▶ **Énoncé a**
Comptez, s'il vous plaît, les lignes des enregistrements ci-dessous qui contiennent la chaîne « window », et donnez uniquement ce nombre.

▶ **Extrait de texte**
***
Sorties les mercredis 21 juillet 1971 et 20 novembre 2019


Avant tout, il convient de féliciter Malavida, qui, complétant ses éditions DVD par des sorties en salles, nous permet depuis plusieurs années de redécouvrir - et plus souvent de découvrir - une grande partie de la cinématographie tchécoslovaque des années 60. (1)

Découvrir, car si le quatuor Milos Forman-Jiri Menzel-Ivan Passer-Vera Chytilova a connu le succès dès cette époque - un succès strictement limité aux spectateurs Art & Essai -, le reste de la troupe, pourtant nombreuse et talentueuse, demeura dans l’ombre. Jan Nemec (Les Diamants de la nuit), Vojciech Jasny (Un jour, un chat), Jaromil Jires (Le Premier Cri), Evald Schorm (Du courage pour chaque jour) ne furent distribués que dans les ciné-clubs de la Fédération Jean-Vigo, tout comme le film-manifeste de cette génération, Les Petites Perles au fond de l’eau, signé Chytilova, Jires, Menzel, Nemec & Schorm). (2)

Occultation dommageable, car, au cœur de cette décennie prodigieuse qui vit éclore tant de Nouvelles Vagues, celles venues de Prague (la Tchèque) et de Bratislava (la Slovaque) étaient les plus étonnantes. Curieusement, seule la première nous parvint immédiatement ; la seconde, c’est grâce aux DVD édités par Malavida ces dernières années qu’on a pu l’apprécier, et que les films de Juraj Jakubisko, Martin Sulik, Stefan Uher ou Peter Solan, également réalisés avant la fin de la Révolution de velours, ont pu enfin prendre leur véritable dimension, pas moins intéressante.

Juraj Herz, quoique slovaque, a tourné ses films à Prague, dans les studios de Barrandov. Si son nom ne figure pas avec ceux de Forman et Cie, c’est parce qu’il a commencé plus tard que ses collègues, en 1967. L’Incinérateur de cadavres fut même l’ultime film réalisé avant l’intervention armée d’août 1968, le chef-opérateur utilisant la pellicule destinée à la fin du tournage pour filmer l’invasion des troupes soviétiques - images définitivement historiques et vues partout depuis. Terminé à la fin de l’année, L’Incinérateur échappa au placard que connurent bien des titres après la "normalisation" et eut même une sortie française, assez tardive, saluée par les quelques revues qui comptaient, Cinéma 71, Image et Son, Positif et, bien entendu, Jeune Cinéma.
***
▶ **Énoncé b**
Indiquez si chacune de ces affirmations concorde avec l'extrait ci-dessus sur le cinéma tchécoslovaque, en répondant par oui ou non et en citant les mots décisifs du texte : (i) Juraj Herz a commencé à tourner en 1967 ; (ii) Juraj Herz a tourné ses films à Bratislava ; (iii) L'Incinérateur de cadavres n'a jamais eu de sortie française.

Données d'annotation par coordonnées:
***
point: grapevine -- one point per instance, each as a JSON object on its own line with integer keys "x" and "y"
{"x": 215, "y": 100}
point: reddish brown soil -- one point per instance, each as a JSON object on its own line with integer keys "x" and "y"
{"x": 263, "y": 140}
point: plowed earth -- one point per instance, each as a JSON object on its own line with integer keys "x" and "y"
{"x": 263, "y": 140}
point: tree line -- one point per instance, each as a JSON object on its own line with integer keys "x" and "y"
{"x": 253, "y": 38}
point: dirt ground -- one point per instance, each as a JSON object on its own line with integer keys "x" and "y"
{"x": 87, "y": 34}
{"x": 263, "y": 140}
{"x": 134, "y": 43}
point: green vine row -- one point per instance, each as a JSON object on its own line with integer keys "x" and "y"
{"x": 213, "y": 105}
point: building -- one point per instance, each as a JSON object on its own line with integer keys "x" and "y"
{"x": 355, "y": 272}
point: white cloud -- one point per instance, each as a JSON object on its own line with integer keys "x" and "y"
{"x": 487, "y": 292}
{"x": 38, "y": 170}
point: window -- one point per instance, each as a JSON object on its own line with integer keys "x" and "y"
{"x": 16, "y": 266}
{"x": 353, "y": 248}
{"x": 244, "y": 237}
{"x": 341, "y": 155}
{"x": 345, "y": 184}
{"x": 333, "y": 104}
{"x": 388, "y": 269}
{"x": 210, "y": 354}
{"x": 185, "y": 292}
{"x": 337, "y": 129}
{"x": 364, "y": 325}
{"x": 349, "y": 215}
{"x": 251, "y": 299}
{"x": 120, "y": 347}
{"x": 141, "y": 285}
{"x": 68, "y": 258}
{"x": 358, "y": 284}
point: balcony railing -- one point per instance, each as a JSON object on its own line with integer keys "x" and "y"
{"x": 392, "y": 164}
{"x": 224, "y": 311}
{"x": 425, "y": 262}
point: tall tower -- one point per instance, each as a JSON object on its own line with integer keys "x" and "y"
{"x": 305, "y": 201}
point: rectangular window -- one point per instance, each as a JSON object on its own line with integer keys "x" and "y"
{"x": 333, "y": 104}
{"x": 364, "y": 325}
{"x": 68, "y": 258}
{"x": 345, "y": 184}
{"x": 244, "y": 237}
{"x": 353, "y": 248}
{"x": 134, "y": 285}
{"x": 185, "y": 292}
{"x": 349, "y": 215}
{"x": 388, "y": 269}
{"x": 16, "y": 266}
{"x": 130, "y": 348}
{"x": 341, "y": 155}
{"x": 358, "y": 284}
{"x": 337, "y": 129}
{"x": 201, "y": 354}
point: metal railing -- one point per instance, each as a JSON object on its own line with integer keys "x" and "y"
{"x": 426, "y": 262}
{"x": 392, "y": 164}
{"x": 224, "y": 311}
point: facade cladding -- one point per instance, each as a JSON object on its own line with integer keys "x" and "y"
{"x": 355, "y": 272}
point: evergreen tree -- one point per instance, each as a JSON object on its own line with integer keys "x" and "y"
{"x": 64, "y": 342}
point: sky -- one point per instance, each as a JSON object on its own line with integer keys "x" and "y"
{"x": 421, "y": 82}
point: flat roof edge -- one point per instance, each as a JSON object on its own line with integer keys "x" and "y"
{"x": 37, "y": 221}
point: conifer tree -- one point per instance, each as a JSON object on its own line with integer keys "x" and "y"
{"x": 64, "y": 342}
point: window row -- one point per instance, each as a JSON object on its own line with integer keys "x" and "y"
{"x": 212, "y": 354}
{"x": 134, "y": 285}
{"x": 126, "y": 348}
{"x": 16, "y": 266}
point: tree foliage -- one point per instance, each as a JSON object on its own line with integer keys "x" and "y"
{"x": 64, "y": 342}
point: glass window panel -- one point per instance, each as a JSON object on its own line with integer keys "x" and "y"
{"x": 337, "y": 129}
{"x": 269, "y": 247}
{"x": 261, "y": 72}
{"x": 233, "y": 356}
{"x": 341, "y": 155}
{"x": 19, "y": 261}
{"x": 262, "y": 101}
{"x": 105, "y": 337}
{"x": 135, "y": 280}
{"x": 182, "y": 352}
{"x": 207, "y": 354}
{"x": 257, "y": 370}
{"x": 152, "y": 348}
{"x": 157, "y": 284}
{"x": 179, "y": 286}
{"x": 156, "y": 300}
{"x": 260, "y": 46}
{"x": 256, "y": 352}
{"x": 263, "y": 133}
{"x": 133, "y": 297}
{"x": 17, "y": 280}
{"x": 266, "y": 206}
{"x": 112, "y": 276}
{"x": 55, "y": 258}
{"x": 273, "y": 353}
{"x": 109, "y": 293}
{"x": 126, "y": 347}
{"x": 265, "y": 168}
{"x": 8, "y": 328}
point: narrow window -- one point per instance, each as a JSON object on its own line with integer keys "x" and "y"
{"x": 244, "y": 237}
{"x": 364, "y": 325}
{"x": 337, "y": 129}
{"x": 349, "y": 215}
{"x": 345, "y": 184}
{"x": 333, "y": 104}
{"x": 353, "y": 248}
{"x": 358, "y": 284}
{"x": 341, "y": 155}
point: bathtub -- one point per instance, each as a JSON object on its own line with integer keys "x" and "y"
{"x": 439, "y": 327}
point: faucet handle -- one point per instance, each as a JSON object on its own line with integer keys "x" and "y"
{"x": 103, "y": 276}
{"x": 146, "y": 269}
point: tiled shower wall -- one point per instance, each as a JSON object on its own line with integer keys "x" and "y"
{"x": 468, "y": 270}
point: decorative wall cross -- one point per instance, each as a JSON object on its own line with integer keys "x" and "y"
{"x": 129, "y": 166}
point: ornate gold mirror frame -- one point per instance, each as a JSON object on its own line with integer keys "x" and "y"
***
▶ **Résultat a**
5

▶ **Résultat b**
(i) Oui : « il a commencé plus tard que ses collègues, en 1967 ».
(ii) Non : « a tourné ses films à Prague, dans les studios de Barrandov ».
(iii) Non : « eut même une sortie française, assez tardive ».